- PROMPT -
Copy the lines below word for word, starting with the line that contains "it: point(392, 64)." and ending after the line that contains "point(527, 87)". Leave the pictures out of your copy.

Stored entries:
- - - - - - -

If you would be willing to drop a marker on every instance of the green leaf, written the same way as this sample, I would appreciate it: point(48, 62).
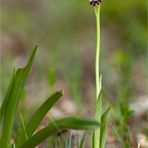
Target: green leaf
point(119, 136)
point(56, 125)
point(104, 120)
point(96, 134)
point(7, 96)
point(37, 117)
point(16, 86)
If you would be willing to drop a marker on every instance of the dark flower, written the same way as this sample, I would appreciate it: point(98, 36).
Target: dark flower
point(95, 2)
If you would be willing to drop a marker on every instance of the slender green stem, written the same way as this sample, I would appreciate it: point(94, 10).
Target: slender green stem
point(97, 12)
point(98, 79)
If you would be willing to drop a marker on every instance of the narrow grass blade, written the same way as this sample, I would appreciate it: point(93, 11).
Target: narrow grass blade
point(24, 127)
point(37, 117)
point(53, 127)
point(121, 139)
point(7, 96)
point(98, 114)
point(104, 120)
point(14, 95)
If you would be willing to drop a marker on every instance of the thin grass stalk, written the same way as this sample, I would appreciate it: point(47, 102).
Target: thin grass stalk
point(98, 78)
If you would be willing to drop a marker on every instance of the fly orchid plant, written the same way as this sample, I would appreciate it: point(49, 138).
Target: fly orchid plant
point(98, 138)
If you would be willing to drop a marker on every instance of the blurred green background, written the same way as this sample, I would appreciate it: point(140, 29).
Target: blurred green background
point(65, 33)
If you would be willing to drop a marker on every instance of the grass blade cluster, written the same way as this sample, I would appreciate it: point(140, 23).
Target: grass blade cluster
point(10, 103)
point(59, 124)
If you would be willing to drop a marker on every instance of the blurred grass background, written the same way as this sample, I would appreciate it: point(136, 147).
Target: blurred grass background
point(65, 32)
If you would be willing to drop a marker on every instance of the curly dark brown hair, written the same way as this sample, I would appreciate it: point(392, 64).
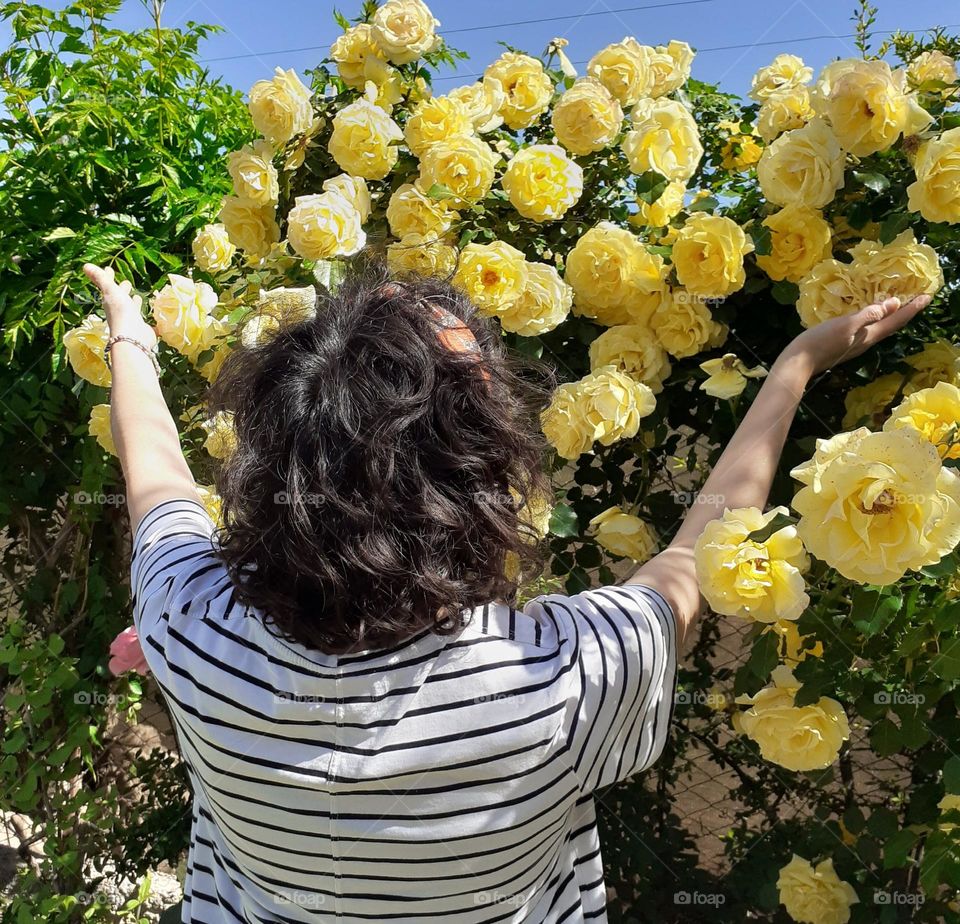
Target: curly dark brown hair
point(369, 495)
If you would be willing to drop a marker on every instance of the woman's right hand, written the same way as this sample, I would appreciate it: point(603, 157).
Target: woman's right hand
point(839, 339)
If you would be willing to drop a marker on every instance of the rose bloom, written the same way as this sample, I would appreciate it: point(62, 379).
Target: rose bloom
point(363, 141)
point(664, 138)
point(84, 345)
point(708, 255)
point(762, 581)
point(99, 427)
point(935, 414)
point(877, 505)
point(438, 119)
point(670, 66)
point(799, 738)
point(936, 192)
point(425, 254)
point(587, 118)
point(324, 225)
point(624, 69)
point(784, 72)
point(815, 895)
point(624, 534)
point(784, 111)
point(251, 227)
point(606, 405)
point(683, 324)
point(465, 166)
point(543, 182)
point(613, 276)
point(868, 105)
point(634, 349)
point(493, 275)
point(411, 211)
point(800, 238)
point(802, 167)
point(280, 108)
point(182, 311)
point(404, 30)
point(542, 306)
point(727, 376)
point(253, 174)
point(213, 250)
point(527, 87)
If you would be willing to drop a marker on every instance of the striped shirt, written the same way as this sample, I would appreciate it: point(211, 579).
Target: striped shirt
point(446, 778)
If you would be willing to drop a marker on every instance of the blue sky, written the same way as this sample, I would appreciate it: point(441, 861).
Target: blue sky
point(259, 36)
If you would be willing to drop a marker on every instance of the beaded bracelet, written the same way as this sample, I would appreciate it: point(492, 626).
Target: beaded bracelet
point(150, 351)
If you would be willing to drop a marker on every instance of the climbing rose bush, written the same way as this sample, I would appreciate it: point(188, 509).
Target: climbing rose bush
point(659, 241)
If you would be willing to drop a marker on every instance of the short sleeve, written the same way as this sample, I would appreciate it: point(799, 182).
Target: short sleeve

- - - - - - -

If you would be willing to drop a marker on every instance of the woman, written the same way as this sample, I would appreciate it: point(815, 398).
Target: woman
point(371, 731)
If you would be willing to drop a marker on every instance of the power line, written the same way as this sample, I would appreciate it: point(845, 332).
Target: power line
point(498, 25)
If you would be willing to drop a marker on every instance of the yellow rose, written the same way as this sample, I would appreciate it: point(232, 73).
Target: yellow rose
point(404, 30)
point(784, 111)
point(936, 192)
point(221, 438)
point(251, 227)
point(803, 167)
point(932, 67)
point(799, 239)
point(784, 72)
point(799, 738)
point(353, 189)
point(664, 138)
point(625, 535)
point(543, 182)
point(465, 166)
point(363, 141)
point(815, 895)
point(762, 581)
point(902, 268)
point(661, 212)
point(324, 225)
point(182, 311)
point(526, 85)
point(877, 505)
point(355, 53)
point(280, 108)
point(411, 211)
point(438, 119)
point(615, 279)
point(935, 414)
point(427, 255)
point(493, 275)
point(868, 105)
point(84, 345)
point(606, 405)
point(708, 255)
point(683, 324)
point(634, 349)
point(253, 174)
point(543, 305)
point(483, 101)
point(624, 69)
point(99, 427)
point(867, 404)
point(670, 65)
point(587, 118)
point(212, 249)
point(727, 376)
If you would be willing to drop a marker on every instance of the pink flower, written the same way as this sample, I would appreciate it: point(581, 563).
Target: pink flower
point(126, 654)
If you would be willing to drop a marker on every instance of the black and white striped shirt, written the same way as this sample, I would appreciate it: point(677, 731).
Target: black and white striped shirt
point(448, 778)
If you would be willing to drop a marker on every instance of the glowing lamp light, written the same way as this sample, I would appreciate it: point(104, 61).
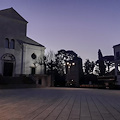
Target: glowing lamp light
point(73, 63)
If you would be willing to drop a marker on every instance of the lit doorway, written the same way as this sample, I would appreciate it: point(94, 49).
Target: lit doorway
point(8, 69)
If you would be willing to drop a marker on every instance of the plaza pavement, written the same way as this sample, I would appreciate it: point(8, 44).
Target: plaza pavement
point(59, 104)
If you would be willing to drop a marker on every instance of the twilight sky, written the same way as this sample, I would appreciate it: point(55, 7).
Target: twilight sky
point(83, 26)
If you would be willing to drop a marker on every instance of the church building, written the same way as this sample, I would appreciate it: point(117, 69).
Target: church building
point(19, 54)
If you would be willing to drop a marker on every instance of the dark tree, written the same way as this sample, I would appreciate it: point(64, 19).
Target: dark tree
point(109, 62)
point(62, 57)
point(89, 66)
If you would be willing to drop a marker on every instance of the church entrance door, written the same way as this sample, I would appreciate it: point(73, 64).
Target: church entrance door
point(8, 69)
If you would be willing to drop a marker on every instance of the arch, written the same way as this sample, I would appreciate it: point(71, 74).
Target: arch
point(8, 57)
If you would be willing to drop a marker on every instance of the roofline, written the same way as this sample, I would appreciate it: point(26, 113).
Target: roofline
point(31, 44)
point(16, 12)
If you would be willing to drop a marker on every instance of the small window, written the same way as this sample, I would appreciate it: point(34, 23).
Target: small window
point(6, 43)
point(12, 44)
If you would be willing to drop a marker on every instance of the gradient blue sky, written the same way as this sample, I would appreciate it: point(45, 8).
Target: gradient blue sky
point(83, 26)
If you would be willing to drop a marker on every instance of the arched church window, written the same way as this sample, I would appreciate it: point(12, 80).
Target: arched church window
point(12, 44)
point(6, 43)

- - - - - - -

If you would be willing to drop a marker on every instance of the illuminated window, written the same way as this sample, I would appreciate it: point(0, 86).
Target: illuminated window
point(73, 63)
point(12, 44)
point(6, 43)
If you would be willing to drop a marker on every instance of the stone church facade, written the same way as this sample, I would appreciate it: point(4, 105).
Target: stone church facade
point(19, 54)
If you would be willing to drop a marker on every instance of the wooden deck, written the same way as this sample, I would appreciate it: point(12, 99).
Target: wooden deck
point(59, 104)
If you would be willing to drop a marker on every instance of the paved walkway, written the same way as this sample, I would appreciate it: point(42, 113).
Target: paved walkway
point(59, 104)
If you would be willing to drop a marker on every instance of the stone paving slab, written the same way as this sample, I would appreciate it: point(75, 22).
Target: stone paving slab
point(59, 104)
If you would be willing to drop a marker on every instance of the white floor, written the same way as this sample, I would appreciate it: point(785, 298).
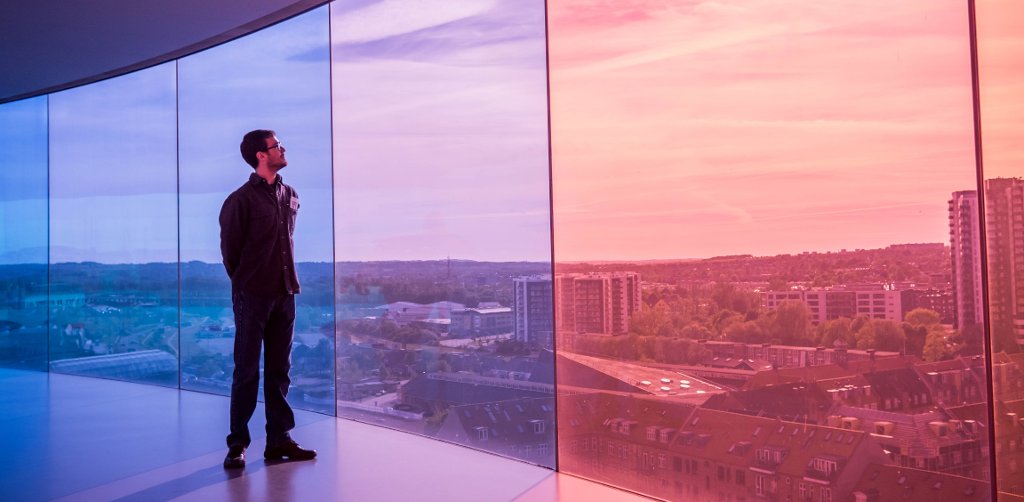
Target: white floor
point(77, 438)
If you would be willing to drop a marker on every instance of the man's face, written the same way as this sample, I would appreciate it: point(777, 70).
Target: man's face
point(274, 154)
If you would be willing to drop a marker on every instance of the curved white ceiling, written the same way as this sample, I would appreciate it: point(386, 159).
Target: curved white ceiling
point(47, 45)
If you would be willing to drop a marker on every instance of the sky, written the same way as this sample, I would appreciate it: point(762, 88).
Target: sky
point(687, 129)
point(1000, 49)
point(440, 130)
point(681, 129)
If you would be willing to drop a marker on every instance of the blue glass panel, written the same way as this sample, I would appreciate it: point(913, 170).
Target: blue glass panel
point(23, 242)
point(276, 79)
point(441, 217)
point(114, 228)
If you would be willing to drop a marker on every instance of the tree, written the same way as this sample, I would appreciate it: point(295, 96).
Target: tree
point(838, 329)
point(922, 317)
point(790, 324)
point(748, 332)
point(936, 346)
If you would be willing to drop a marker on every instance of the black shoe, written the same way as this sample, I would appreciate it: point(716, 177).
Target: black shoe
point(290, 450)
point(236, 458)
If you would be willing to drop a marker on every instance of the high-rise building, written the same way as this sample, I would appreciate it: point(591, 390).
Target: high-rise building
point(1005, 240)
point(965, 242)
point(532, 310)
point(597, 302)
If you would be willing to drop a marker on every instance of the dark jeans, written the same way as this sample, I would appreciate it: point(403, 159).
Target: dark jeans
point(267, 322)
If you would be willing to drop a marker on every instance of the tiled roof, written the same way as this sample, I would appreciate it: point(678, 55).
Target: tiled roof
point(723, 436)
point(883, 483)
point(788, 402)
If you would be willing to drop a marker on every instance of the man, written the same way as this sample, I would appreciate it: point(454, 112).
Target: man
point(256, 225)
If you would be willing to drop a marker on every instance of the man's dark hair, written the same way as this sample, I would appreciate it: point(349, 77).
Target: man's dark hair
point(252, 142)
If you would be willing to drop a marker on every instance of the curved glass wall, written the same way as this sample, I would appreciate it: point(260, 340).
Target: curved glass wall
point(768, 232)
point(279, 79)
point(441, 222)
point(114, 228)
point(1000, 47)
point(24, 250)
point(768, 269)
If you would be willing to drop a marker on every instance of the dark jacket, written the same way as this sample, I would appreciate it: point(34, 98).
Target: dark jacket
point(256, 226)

- - - - - - -

- PROBLEM SOLUTION -
If you would be willing to drop a marker on every instance of the curly dark brown hair, written the same way as this sample, I would appreciate it: point(392, 64).
Target: curly dark brown hair
point(369, 495)
If you would be willing to drop a marker on every instance of the woman's right hand, written the same way as this sample, I would appreciate it: point(603, 157).
Target: woman's right hand
point(839, 339)
If you would be willing to drop a marker on every instance of the rose bloom, written the same way as this sample, I would appreciate it: point(62, 379).
Target: rose bloom
point(363, 141)
point(664, 138)
point(84, 345)
point(708, 255)
point(762, 581)
point(99, 427)
point(935, 414)
point(877, 505)
point(438, 119)
point(670, 66)
point(799, 738)
point(936, 192)
point(425, 254)
point(587, 118)
point(324, 225)
point(624, 69)
point(784, 72)
point(815, 895)
point(624, 534)
point(784, 111)
point(251, 227)
point(606, 405)
point(683, 324)
point(465, 166)
point(543, 182)
point(613, 276)
point(868, 105)
point(634, 349)
point(493, 275)
point(411, 211)
point(800, 238)
point(802, 167)
point(280, 108)
point(182, 311)
point(404, 30)
point(542, 306)
point(727, 376)
point(253, 174)
point(213, 250)
point(527, 87)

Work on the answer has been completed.